Starting at the first line and ending at the line that contains "14,34 -> 159,164", output the lines as a two-column CSV with the headers text and answer. Give one row for each text and its answer, with each value in a single quoted field and line breaks replaced by spaces.

########

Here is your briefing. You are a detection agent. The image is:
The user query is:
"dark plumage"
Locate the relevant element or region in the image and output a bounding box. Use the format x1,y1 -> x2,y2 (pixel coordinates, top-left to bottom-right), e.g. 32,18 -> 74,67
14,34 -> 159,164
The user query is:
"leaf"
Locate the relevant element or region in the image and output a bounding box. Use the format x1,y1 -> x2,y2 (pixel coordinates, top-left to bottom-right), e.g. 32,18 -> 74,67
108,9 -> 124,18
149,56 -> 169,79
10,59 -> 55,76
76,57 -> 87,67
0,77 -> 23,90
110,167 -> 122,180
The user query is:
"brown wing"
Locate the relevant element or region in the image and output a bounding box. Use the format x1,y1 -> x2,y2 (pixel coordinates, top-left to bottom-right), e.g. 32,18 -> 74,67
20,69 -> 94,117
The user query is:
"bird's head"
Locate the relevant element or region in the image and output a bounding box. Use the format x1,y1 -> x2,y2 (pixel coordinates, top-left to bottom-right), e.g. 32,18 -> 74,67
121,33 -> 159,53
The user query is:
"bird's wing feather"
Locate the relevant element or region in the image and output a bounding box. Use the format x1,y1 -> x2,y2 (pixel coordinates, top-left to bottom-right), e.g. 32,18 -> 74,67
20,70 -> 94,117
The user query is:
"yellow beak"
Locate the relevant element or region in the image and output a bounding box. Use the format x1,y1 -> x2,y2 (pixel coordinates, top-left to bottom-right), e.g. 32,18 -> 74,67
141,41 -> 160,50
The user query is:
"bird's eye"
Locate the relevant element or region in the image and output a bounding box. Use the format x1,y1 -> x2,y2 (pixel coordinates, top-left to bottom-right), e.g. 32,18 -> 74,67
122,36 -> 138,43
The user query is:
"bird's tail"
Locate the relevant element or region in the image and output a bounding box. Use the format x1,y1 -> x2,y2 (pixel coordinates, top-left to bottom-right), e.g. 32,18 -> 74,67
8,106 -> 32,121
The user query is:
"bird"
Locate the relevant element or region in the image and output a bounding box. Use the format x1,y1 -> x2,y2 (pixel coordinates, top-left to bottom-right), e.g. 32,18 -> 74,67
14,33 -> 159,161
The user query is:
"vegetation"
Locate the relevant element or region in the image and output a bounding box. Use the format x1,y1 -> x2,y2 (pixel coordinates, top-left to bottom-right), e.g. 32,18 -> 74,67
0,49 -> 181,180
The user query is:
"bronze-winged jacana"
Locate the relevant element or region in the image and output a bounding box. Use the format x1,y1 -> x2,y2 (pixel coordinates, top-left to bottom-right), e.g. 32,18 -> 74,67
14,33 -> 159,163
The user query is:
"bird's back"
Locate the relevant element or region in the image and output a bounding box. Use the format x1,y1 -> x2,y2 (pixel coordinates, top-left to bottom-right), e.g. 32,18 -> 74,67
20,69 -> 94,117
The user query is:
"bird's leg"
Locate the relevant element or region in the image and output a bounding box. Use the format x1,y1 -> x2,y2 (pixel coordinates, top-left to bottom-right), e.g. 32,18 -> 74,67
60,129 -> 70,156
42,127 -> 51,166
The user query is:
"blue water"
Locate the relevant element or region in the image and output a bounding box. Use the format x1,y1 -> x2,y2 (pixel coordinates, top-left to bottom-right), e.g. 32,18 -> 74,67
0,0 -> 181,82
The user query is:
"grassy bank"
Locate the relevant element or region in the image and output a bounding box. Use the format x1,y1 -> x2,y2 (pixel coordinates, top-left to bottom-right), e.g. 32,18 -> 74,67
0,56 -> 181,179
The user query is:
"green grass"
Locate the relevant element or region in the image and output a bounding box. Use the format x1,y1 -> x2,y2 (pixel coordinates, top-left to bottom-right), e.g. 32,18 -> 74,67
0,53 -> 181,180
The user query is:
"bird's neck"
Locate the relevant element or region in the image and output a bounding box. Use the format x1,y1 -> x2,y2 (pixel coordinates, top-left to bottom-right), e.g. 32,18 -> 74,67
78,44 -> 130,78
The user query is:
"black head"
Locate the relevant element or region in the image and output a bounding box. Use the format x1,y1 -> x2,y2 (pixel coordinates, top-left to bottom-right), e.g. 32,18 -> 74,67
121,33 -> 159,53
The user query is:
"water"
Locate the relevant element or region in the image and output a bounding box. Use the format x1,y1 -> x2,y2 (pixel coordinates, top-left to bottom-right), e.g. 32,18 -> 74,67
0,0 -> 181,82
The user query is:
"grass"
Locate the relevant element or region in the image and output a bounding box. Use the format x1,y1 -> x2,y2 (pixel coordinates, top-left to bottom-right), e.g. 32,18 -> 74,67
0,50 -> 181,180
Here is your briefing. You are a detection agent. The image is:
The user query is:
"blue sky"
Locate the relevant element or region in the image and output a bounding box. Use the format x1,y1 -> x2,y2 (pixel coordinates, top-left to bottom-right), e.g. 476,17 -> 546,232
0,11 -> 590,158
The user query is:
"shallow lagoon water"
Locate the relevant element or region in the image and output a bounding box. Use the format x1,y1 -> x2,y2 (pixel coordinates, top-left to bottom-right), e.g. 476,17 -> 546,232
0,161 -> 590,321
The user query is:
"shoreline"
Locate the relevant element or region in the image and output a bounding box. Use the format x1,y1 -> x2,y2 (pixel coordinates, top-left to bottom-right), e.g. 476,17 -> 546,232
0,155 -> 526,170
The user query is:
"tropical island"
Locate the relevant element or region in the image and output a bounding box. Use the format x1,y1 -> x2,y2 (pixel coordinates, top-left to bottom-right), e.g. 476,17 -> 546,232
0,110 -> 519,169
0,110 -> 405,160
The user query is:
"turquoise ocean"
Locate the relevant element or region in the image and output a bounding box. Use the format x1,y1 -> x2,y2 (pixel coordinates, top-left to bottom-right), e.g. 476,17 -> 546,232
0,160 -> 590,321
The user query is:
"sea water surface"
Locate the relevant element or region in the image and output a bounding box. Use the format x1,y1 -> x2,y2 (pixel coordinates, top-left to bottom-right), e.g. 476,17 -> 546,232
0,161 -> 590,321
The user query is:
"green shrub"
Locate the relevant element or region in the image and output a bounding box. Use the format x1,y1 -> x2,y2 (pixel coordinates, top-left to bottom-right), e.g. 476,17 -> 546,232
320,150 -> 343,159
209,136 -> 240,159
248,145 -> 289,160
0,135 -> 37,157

########

# [Final answer]
text,answer
"Here is your briefing. You are a detection agent. The image is: The user query is: ""dark plumage"" Locate the relevant element or region in the image and output a bounding box. Use the format x1,y1 -> x2,y2 (pixel coordinates, top-left to bottom-right), e.g. 32,18 -> 74,67","14,34 -> 159,164"